Em geral um Club da Lavoura distrital nomeava um procurador para representá-lo nas reuniãos do Club Central. Neste cargo surge, então, um outro nome que faz parte da história do distrito: Domingos de Andrade Filgueira representou Conceição da Boa Vista no ano de 1884. Morador da Corte, acreditamos que enviava suas comunicações através da Mala Postal da Estrada de Ferro da Leopoldina.

Leia também: Aspectos Históricos de Recreio, MG: Itapiruçu deixa de ser distrito de Leopoldina

Recreio, MG: Associações de Moradores

A urbanização do Arraial Novo aconteceu sob o influxo do poder imperial, quando não havia ainda a separação entre Estado e Igreja. Desta forma, as associações de moradores registravam seus estatutos e atas em livros paroquiais a este fim destinados. Além deles, os livros dos Cartório de Notas esclarecem um pouco sobre as atividades destes grupos de moradores que se encarregavam dos procedimentos necessários ao franco desenrolar da vida civil.

No post anterior citamos a Comissão encarregada pela construção do Cemitério Público em Conceição da Boa Vista. Faltou informar que seus membros faziam parte da Irmandade do Santíssimo Sacramento de Conceição da Boa Vista, cujo procurador de 1884 era o paroquiano Antônio Caetano de Almeida. Naquele ano, a Irmandade tinha a receber o aporte financeiro de 3 contos 953 mil réis, legado testamentário do capitão Jacintho Manoel Monteiro de Castro para a Igreja e o Cemitério da Paróquia da Conceição da Boa Vista. Para atuar como interveniente credor no inventário, a Irmandade nomeou o advogado Theophilo Domingos Alves Ribeiro, conforme procuração datada de 23 de julho de 1884, registrada no livro do Cartório de Notas de Conceição da Boa Vista.

### Dados armazenados:

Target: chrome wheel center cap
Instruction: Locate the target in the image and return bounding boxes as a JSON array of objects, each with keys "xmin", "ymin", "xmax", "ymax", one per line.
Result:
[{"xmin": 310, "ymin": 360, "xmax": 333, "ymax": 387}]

### Tarefa obrigatória 1:
Transcreva da página o trecho que vai de "No post anterior" até "de Conceição da Boa Vista.".
### Tarefa obrigatória 2:
Segundo a página, quem era em 1884 o procurador da Irmandade do Santíssimo Sacramento de Conceição da Boa Vista?
### Tarefa obrigatória 3:
Relacione todas as pessoas citadas nominalmente na página.

### Resposta final 1:
No post anterior citamos a Comissão encarregada pela construção do Cemitério Público em Conceição da Boa Vista. Faltou informar que seus membros faziam parte da Irmandade do Santíssimo Sacramento de Conceição da Boa Vista, cujo procurador de 1884 era o paroquiano Antônio Caetano de Almeida. Naquele ano, a Irmandade tinha a receber o aporte financeiro de 3 contos 953 mil réis, legado testamentário do capitão Jacintho Manoel Monteiro de Castro para a Igreja e o Cemitério da Paróquia da Conceição da Boa Vista. Para atuar como interveniente credor no inventário, a Irmandade nomeou o advogado Theophilo Domingos Alves Ribeiro, conforme procuração datada de 23 de julho de 1884, registrada no livro do Cartório de Notas de Conceição da Boa Vista.

### Resposta final 2:
Antônio Caetano de Almeida.

### Resposta final 3:
Domingos de Andrade Filgueira
Antônio Caetano de Almeida
Jacintho Manoel Monteiro de Castro
Theophilo Domingos Alves Ribeiro